### [Short problem]
Switch every "snug" in the lines below to "tight" and give all the lines back with nothing else changed. Leave the pictures out of your answer.

### [Records for the task]

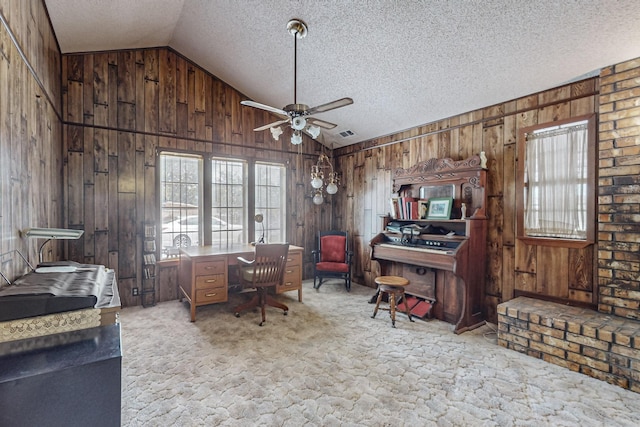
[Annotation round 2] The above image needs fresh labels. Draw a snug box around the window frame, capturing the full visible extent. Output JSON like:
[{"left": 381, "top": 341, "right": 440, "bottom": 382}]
[
  {"left": 155, "top": 148, "right": 290, "bottom": 260},
  {"left": 516, "top": 113, "right": 598, "bottom": 248}
]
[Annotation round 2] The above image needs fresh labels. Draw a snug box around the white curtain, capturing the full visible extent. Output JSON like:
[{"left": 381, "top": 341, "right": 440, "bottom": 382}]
[{"left": 524, "top": 124, "right": 588, "bottom": 239}]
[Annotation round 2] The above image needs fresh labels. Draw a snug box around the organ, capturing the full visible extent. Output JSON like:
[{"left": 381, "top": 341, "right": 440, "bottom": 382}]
[{"left": 370, "top": 153, "right": 487, "bottom": 333}]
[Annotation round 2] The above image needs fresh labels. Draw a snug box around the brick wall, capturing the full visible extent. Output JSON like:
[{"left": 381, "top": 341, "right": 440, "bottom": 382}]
[
  {"left": 498, "top": 58, "right": 640, "bottom": 393},
  {"left": 598, "top": 58, "right": 640, "bottom": 319},
  {"left": 498, "top": 297, "right": 640, "bottom": 393}
]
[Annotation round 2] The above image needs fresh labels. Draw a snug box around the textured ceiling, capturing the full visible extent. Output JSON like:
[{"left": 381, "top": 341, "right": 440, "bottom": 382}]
[{"left": 45, "top": 0, "right": 640, "bottom": 147}]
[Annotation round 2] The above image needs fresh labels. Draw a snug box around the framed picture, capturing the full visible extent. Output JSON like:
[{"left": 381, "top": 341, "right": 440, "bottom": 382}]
[
  {"left": 427, "top": 197, "right": 453, "bottom": 219},
  {"left": 418, "top": 200, "right": 429, "bottom": 219}
]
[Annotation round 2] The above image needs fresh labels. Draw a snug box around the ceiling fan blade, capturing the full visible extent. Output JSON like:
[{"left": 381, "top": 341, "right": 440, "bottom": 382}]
[
  {"left": 307, "top": 98, "right": 353, "bottom": 115},
  {"left": 307, "top": 117, "right": 338, "bottom": 129},
  {"left": 240, "top": 101, "right": 288, "bottom": 117},
  {"left": 254, "top": 119, "right": 289, "bottom": 132}
]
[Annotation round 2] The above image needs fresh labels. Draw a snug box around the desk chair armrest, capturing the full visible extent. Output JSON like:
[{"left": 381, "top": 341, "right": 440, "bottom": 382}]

### [Exercise answer]
[Annotation round 2] The above image needs fresh labels. Draw a tight box around the window frame, capturing the full visible extent. Output JSON like:
[{"left": 381, "top": 341, "right": 440, "bottom": 382}]
[
  {"left": 155, "top": 148, "right": 290, "bottom": 260},
  {"left": 516, "top": 113, "right": 598, "bottom": 248}
]
[Annotation round 2] The above image needs fresh labels. Draw a tight box around the white curtain, capturing the full visible extent. Output JSON like:
[{"left": 381, "top": 341, "right": 440, "bottom": 382}]
[{"left": 524, "top": 124, "right": 588, "bottom": 239}]
[Annotation round 2] The above image needs fresh labels. Draw a tight box around the organ, capturing the full visible extent. Output JSON like:
[{"left": 381, "top": 341, "right": 440, "bottom": 382}]
[{"left": 370, "top": 153, "right": 487, "bottom": 333}]
[Annotation round 2] The above image needs fresh labels. Draw a tight box around the brick wall, capturing the full visible extent. Output JSON like:
[{"left": 381, "top": 341, "right": 440, "bottom": 382}]
[
  {"left": 498, "top": 58, "right": 640, "bottom": 393},
  {"left": 598, "top": 58, "right": 640, "bottom": 319},
  {"left": 498, "top": 297, "right": 640, "bottom": 393}
]
[Annotation round 2] The above image needs fresh labels. Draw a tight box around the textured ceiling, capturing the full visible extent. Output JSON like:
[{"left": 381, "top": 341, "right": 440, "bottom": 382}]
[{"left": 45, "top": 0, "right": 640, "bottom": 147}]
[Annotation round 2] The above image needs fresh labels. Draw a tight box around the framed picture, capturing the full visible extent. Output JSON like:
[{"left": 381, "top": 341, "right": 440, "bottom": 382}]
[
  {"left": 427, "top": 197, "right": 453, "bottom": 219},
  {"left": 418, "top": 200, "right": 429, "bottom": 219}
]
[Annotation round 2] The above image needs fresh labels. Draw a tight box around the ceiling fan blade, capturing the full visible extent. Output JSON like:
[{"left": 381, "top": 341, "right": 440, "bottom": 382}]
[
  {"left": 307, "top": 98, "right": 353, "bottom": 115},
  {"left": 307, "top": 117, "right": 338, "bottom": 129},
  {"left": 240, "top": 101, "right": 288, "bottom": 117},
  {"left": 254, "top": 119, "right": 289, "bottom": 132}
]
[Annotation round 2] The above image needs fresh labels. Draw a tight box around the desk chair armrest, capturing the full visible extent. Output JSON like:
[{"left": 381, "top": 341, "right": 440, "bottom": 382}]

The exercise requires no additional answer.